• [Exercise text]
※

Aid cut in Nigeria after U.N. convoy hit
LAGOS, Nigeria — The United Nations is suspending aid to dangerous areas of Nigeria’s northeastern Borno state, where it says a half-million people are starving, after Boko Haram ambushed a humanitarian convoy.
Three civilians including a UNICEF employee and a contractor for the International Organization for Migration were wounded in Thursday’s ambush, along with two of the soldiers escorting the humanitarian workers, according to the Nigerian army and the U.N. Children’s Fund.
“Only the U.N. missions outside the capital have been suspended,” UNICEF spokesman Doune Porter said Friday. “The normal assistance we have been giving will continue in Maiduguri,” the Borno state capital of 1 million people that hosts another million refugees from Nigeria’s 7-year-old Islamic insurgency.
“This was not only an attack on humanitarian workers. It is an attack on the people who most need the assistance and aid that these workers were bringing,” Porter said.
The attacked convoy was traveling from the city of Bama, newly freed from Boko Haram, where Doctors Without Borders has warned that children are dying every day, with 15 percent suffering severe acute malnutrition and likely to die without food and medical aid.
More than 500,000 people are suffering a “catastrophic humanitarian crisis” in dangerous-to-reach areas, the group said.

※

Extracted rows:
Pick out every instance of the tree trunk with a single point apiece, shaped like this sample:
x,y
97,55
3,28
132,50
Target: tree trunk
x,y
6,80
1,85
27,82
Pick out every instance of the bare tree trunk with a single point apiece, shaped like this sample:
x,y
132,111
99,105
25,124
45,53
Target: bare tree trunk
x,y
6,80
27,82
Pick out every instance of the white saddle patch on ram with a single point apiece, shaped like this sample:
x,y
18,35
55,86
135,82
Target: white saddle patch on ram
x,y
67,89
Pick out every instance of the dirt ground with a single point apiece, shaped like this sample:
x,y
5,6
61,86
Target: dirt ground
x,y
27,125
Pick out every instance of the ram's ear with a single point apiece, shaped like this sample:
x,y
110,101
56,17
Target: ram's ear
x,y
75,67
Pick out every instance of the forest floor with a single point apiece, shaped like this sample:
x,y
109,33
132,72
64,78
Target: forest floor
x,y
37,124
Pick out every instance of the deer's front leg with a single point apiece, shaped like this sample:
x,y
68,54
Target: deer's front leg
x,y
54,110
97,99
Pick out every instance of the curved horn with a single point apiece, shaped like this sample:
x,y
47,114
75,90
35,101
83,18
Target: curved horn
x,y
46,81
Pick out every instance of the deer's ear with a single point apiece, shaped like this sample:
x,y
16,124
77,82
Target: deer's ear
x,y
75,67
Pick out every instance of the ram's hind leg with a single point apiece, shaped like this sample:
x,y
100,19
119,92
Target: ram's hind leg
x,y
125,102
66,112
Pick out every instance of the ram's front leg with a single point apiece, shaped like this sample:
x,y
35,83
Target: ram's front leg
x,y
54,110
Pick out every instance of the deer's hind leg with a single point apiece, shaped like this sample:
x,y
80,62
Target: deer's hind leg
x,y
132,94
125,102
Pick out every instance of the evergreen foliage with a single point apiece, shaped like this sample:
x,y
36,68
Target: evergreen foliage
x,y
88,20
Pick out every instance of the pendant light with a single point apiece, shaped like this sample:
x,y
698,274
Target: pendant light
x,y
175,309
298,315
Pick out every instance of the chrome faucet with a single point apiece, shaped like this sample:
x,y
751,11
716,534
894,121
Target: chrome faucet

※

• [Problem description]
From the news report on the aid cut in Nigeria, copy out the passage starting with "The attacked convoy" and going on through "and medical aid.". You won't need the rows for anything here.

• [Written response]
The attacked convoy was traveling from the city of Bama, newly freed from Boko Haram, where Doctors Without Borders has warned that children are dying every day, with 15 percent suffering severe acute malnutrition and likely to die without food and medical aid.